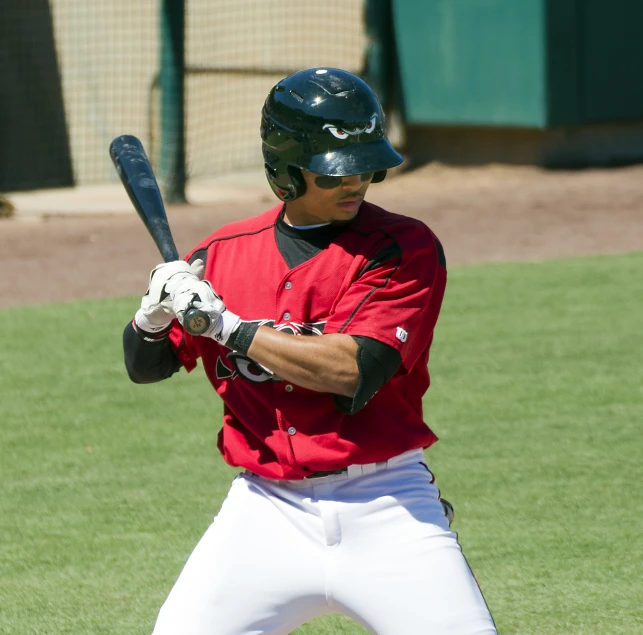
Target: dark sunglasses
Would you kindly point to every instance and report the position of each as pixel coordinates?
(331, 182)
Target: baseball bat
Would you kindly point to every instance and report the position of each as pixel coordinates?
(136, 175)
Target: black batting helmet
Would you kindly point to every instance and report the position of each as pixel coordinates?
(327, 121)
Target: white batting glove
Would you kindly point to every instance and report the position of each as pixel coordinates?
(188, 294)
(156, 312)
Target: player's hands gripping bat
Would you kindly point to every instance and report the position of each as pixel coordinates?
(136, 174)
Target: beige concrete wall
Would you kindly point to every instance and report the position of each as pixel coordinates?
(108, 55)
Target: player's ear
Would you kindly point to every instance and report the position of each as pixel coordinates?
(379, 176)
(298, 181)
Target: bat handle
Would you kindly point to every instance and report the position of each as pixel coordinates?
(196, 322)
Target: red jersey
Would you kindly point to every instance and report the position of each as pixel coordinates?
(382, 277)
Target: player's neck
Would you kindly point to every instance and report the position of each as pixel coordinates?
(295, 216)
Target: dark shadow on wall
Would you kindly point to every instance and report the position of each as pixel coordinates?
(34, 145)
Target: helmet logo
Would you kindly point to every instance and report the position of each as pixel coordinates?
(341, 133)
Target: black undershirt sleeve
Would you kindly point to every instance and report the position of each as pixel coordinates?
(148, 362)
(377, 363)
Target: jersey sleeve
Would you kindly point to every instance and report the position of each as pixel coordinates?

> COSA SI RICHIEDE
Ridimensioni le coordinate in pixel delle risposte, considerando soltanto le righe che partono da quella contenente "Target: red jersey" e arrivano fino alla fine dei record, estremi inclusi. Riscriva solo queste righe, comprese quelle senza coordinate, moltiplicando ogni coordinata per 2,55 e arrotondando all'intero più vicino, con le metà arrotondate per eccesso.

> RISULTATO
Target: red jersey
Would you kindly point to every instance and report the position of each as pixel coordinates?
(974, 706)
Target: player's neck
Would you kindly point to every instance and report the position of each as pixel coordinates?
(752, 551)
Target: dark shadow on wall
Would you kindly point to every instance and report the position of each as pixel coordinates?
(87, 370)
Target: helmet logo
Would you kindly point to every instance and report the position of each as pixel coordinates?
(870, 339)
Target: black undershirt sleeve
Would you kindly point to every instance and report the position of each as pixel coordinates?
(377, 923)
(961, 926)
Target: jersey sleeve
Would you kindly point to every instance and report the position of each as pixel coordinates?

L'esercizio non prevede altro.